DATA FOR THIS TASK:
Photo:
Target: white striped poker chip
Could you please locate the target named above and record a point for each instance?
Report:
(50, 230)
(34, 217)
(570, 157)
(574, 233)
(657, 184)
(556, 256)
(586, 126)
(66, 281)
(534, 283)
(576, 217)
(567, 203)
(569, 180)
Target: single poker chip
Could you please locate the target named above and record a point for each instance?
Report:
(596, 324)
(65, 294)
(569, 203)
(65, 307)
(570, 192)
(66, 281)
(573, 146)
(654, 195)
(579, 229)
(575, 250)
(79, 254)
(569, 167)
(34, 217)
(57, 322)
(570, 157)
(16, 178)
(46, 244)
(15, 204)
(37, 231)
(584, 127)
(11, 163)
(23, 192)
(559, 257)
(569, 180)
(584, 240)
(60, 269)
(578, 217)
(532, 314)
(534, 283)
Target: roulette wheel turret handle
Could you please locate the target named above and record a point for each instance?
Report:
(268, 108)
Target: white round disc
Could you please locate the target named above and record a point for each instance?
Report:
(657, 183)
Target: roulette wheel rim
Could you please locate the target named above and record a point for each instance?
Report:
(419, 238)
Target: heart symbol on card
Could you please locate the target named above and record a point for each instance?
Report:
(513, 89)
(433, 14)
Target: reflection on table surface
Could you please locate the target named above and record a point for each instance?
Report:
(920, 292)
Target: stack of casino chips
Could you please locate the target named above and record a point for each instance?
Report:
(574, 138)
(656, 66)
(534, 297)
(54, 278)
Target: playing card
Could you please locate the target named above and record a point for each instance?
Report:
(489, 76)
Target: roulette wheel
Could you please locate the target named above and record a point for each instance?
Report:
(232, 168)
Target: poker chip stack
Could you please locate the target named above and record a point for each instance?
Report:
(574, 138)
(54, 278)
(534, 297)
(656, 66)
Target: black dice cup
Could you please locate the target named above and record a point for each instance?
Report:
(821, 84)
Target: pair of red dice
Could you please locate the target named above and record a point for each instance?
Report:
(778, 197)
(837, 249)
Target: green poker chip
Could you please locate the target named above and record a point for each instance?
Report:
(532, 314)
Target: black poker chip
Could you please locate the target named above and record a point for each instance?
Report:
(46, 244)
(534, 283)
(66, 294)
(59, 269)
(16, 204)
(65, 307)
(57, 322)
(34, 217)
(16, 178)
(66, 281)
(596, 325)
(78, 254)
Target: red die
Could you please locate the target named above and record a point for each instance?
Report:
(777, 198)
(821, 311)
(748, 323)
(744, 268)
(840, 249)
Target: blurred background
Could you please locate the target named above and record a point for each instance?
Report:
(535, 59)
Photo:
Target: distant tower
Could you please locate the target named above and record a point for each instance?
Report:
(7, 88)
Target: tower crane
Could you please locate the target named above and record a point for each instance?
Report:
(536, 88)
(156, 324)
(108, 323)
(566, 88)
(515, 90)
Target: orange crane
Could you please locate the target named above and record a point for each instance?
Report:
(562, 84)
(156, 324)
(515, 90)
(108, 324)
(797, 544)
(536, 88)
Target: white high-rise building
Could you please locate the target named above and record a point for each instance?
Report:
---
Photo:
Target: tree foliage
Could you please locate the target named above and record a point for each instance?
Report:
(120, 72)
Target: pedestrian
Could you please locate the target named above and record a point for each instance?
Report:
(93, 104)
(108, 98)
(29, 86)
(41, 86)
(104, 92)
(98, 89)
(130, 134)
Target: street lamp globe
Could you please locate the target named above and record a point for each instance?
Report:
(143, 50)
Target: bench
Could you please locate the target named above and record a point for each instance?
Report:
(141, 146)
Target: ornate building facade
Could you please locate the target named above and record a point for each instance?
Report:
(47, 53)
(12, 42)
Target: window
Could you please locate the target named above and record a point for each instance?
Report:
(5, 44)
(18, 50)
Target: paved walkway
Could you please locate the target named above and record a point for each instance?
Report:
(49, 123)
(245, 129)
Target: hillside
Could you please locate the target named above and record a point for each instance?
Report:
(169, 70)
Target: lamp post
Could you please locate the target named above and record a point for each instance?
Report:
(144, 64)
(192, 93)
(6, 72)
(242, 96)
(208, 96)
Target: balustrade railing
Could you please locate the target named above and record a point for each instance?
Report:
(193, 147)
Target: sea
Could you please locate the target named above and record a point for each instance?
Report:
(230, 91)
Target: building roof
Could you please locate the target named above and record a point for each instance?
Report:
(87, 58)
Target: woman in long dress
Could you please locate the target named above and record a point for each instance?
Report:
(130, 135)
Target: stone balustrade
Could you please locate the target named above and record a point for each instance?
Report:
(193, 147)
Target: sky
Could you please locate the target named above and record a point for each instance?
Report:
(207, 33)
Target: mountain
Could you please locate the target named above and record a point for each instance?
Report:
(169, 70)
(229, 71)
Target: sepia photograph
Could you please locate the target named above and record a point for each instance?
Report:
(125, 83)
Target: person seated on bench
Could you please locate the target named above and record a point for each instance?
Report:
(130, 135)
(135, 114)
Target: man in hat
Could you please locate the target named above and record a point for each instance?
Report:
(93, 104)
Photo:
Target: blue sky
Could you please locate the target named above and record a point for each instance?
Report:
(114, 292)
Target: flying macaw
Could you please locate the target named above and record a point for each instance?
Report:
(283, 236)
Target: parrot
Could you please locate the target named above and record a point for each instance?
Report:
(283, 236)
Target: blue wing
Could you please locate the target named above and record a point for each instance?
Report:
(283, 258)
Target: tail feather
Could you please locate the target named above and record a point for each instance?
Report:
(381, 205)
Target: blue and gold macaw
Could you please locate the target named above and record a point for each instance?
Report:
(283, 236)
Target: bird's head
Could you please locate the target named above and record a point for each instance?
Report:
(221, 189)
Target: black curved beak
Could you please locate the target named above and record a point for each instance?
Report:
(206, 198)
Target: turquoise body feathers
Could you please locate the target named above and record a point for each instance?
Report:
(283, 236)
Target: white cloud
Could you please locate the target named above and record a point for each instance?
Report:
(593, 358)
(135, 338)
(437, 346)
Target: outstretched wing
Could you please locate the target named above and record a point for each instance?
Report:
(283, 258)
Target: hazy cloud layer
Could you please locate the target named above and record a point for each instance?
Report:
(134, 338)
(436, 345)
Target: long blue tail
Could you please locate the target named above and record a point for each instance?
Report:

WHAT THE EXERCISE ASKS: Count how many lines of the material above contain the word "stack", and give only that number.

TASK OUTPUT: 2